> [Directions for this task] Once you find the line that contains "Phrase: yellow reflective vest", write out that line and every line after it to the end of the records, exactly and with nothing else.

Dataset entries:
■ ■ ■ ■ ■

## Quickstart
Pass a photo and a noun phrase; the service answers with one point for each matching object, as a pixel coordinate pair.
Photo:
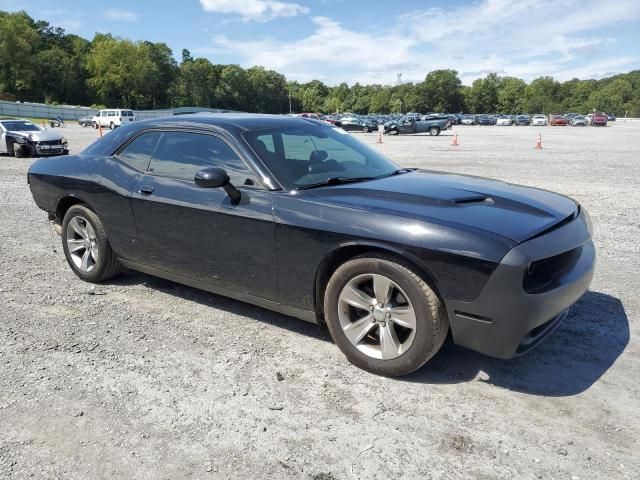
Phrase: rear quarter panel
(103, 183)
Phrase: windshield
(20, 126)
(309, 154)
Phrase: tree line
(43, 63)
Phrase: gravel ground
(143, 378)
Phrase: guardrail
(41, 110)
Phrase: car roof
(233, 121)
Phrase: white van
(113, 118)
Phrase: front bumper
(507, 319)
(44, 149)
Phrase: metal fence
(40, 110)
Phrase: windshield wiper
(401, 170)
(336, 181)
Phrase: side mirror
(212, 178)
(215, 177)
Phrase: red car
(599, 119)
(557, 119)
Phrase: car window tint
(182, 155)
(298, 147)
(267, 143)
(338, 151)
(309, 154)
(139, 152)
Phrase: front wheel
(18, 151)
(86, 246)
(383, 316)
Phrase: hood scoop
(474, 199)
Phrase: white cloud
(255, 10)
(564, 39)
(121, 15)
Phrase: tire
(101, 262)
(18, 152)
(411, 347)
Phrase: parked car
(22, 138)
(412, 124)
(112, 118)
(579, 121)
(468, 120)
(539, 120)
(298, 217)
(86, 121)
(356, 124)
(486, 120)
(504, 120)
(599, 119)
(556, 119)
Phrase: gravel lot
(143, 378)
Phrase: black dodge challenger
(300, 217)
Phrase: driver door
(197, 232)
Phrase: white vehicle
(112, 118)
(539, 121)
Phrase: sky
(373, 41)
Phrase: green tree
(483, 95)
(380, 101)
(314, 96)
(613, 97)
(543, 96)
(511, 95)
(441, 91)
(19, 42)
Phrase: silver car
(579, 121)
(23, 138)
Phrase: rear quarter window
(139, 152)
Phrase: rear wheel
(86, 246)
(383, 316)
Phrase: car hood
(41, 136)
(511, 211)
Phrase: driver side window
(182, 154)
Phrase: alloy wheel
(377, 316)
(82, 244)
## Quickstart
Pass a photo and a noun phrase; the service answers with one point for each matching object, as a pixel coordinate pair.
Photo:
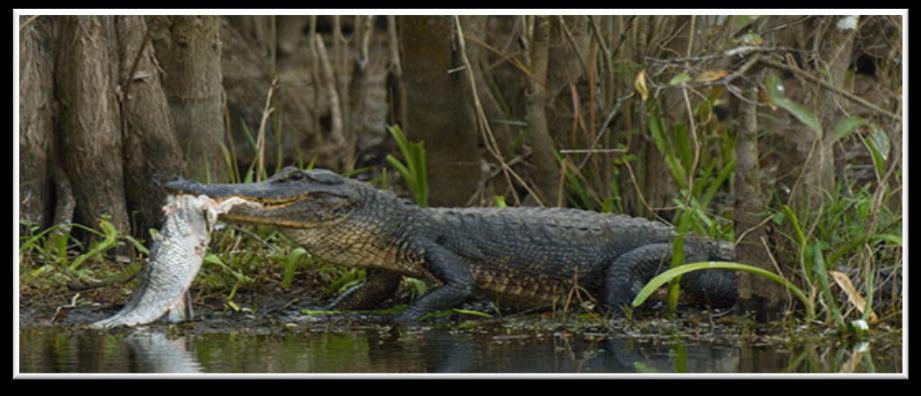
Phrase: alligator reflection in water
(57, 350)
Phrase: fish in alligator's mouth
(175, 259)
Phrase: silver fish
(174, 261)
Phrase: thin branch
(828, 86)
(572, 42)
(335, 108)
(483, 122)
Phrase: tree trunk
(814, 150)
(189, 50)
(756, 294)
(91, 142)
(247, 79)
(36, 120)
(151, 152)
(434, 111)
(547, 175)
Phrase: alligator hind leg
(627, 274)
(457, 285)
(378, 286)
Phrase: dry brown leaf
(844, 282)
(640, 85)
(711, 75)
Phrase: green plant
(676, 272)
(414, 170)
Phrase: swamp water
(69, 350)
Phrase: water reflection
(57, 350)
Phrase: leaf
(711, 75)
(666, 276)
(880, 141)
(775, 93)
(640, 85)
(679, 79)
(892, 238)
(847, 126)
(857, 300)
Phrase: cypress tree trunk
(152, 154)
(189, 50)
(435, 112)
(36, 123)
(90, 137)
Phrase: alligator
(523, 258)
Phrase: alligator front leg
(628, 273)
(378, 286)
(457, 285)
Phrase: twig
(488, 136)
(591, 151)
(828, 86)
(260, 139)
(604, 126)
(572, 42)
(334, 103)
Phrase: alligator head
(291, 198)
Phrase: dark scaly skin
(519, 257)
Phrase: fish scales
(174, 261)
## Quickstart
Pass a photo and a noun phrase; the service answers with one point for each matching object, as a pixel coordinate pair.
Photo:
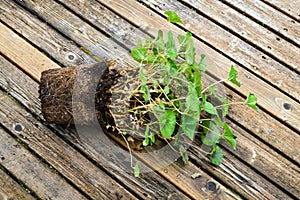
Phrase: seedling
(169, 98)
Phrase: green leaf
(233, 74)
(152, 138)
(216, 156)
(146, 140)
(228, 135)
(171, 46)
(167, 123)
(137, 169)
(159, 43)
(188, 125)
(225, 108)
(138, 53)
(173, 16)
(192, 102)
(202, 63)
(183, 154)
(143, 75)
(146, 92)
(251, 101)
(212, 136)
(187, 49)
(209, 108)
(198, 83)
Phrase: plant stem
(215, 83)
(229, 104)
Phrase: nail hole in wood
(18, 127)
(287, 106)
(71, 57)
(211, 186)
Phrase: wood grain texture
(59, 154)
(71, 164)
(47, 39)
(10, 189)
(55, 144)
(270, 99)
(240, 49)
(16, 46)
(244, 114)
(266, 128)
(290, 7)
(258, 123)
(265, 14)
(235, 173)
(45, 183)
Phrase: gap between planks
(195, 193)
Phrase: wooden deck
(45, 161)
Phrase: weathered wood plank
(260, 127)
(269, 99)
(247, 182)
(292, 8)
(175, 170)
(36, 175)
(47, 39)
(14, 46)
(270, 17)
(264, 129)
(92, 181)
(59, 154)
(266, 161)
(236, 48)
(254, 123)
(156, 190)
(10, 189)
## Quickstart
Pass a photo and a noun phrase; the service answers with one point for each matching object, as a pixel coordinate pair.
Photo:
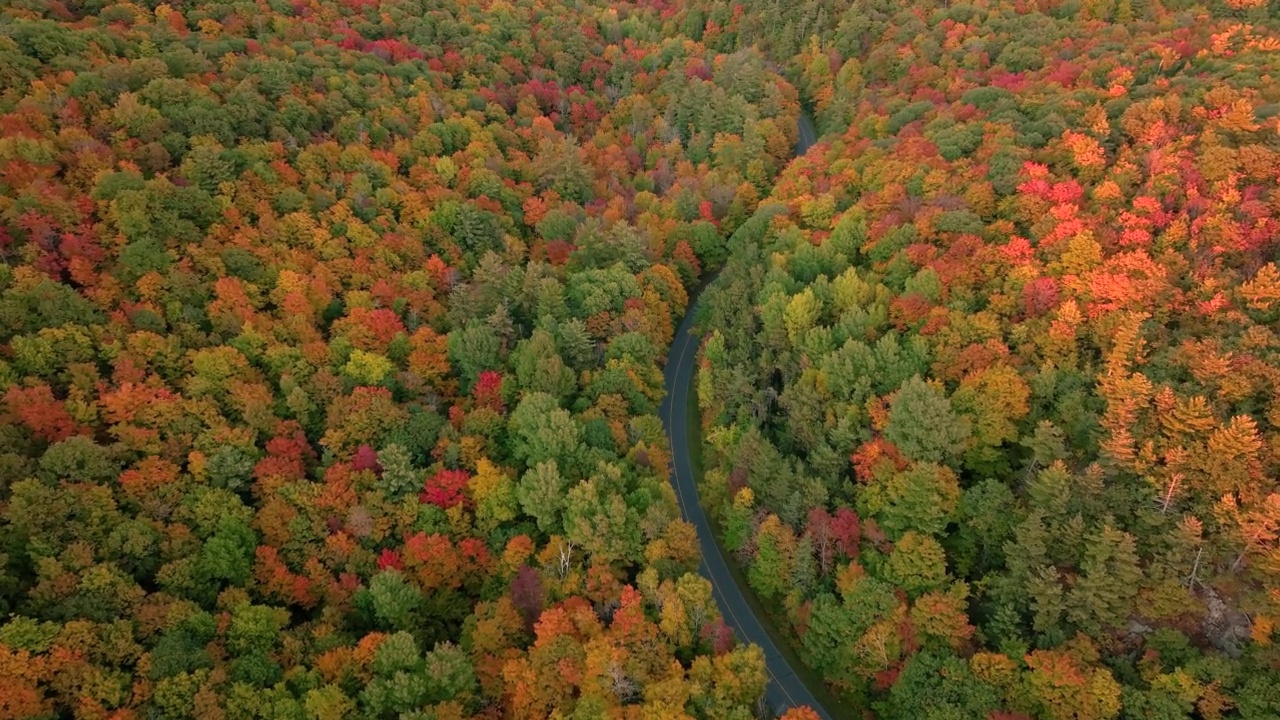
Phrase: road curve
(785, 689)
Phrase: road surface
(785, 689)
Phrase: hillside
(1000, 437)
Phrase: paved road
(785, 688)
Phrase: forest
(330, 342)
(1000, 436)
(332, 345)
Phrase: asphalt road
(785, 687)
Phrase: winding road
(786, 689)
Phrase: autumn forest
(333, 338)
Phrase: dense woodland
(330, 342)
(1002, 432)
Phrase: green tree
(923, 424)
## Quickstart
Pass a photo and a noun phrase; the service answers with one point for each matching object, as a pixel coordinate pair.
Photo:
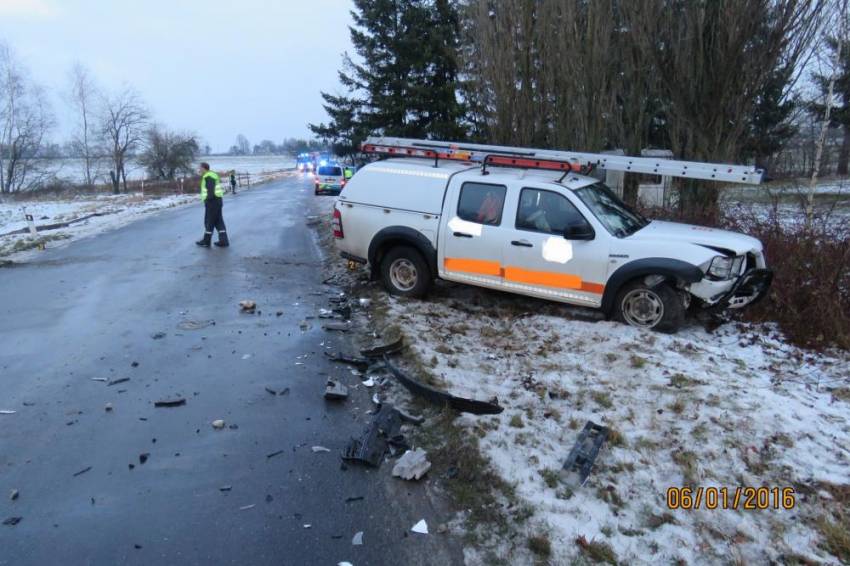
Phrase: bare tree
(168, 153)
(122, 124)
(82, 96)
(712, 58)
(25, 120)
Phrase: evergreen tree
(406, 84)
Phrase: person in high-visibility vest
(212, 194)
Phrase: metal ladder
(565, 161)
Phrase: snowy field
(731, 408)
(114, 211)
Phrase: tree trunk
(844, 152)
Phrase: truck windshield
(613, 213)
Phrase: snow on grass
(117, 211)
(733, 407)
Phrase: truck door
(473, 234)
(540, 261)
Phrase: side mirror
(582, 231)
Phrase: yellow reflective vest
(219, 191)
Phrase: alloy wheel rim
(643, 308)
(403, 274)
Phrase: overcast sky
(216, 67)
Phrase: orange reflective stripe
(549, 279)
(477, 266)
(518, 275)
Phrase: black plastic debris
(382, 434)
(580, 460)
(178, 402)
(384, 350)
(335, 391)
(438, 397)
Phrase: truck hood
(700, 235)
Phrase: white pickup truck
(561, 236)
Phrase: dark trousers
(213, 217)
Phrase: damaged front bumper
(746, 290)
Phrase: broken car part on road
(581, 458)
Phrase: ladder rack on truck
(565, 161)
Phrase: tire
(655, 307)
(405, 272)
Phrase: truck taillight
(337, 224)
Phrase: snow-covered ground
(732, 408)
(114, 210)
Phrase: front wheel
(405, 272)
(656, 307)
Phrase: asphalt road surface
(92, 309)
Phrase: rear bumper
(749, 289)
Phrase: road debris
(580, 460)
(195, 324)
(421, 527)
(412, 465)
(381, 434)
(384, 350)
(335, 391)
(441, 397)
(178, 402)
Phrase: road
(92, 309)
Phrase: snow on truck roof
(445, 168)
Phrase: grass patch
(597, 551)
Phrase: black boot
(222, 242)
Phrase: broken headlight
(721, 267)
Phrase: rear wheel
(405, 272)
(656, 307)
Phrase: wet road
(90, 311)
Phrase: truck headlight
(721, 267)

■ ■ ■ ■ ■

> [Response]
Phrase: yellow reflective vest
(219, 191)
Phrase: alloy wheel rim
(643, 308)
(403, 274)
Phrase: overcast sky
(216, 67)
Phrase: orange reflective stripe
(549, 279)
(477, 266)
(518, 275)
Phrase: black plastic debris
(382, 434)
(580, 460)
(178, 402)
(384, 350)
(335, 391)
(438, 397)
Phrase: truck hood
(700, 235)
Phrase: white pickup truck
(561, 236)
Phrase: dark trousers
(213, 217)
Phrase: damaged front bumper
(746, 290)
Phrase: broken car part on road
(581, 458)
Phrase: ladder rack on truck
(565, 161)
Phrase: tire
(655, 307)
(405, 272)
Phrase: truck taillight
(337, 224)
Phrase: snow-covered ground
(732, 408)
(114, 210)
Phrase: front wheel
(405, 272)
(656, 307)
Phrase: asphalt road surface
(92, 309)
Phrase: rear bumper
(749, 289)
Phrase: road debris
(580, 460)
(195, 324)
(421, 527)
(412, 465)
(381, 434)
(384, 350)
(335, 391)
(441, 397)
(178, 402)
Phrase: road
(92, 309)
Phrase: snow on truck roof
(445, 168)
Phrase: grass patch
(597, 551)
Phrase: black boot
(222, 242)
Phrase: broken headlight
(721, 267)
Phrase: rear wheel
(405, 272)
(656, 307)
Phrase: wet road
(90, 311)
Phrase: truck headlight
(721, 267)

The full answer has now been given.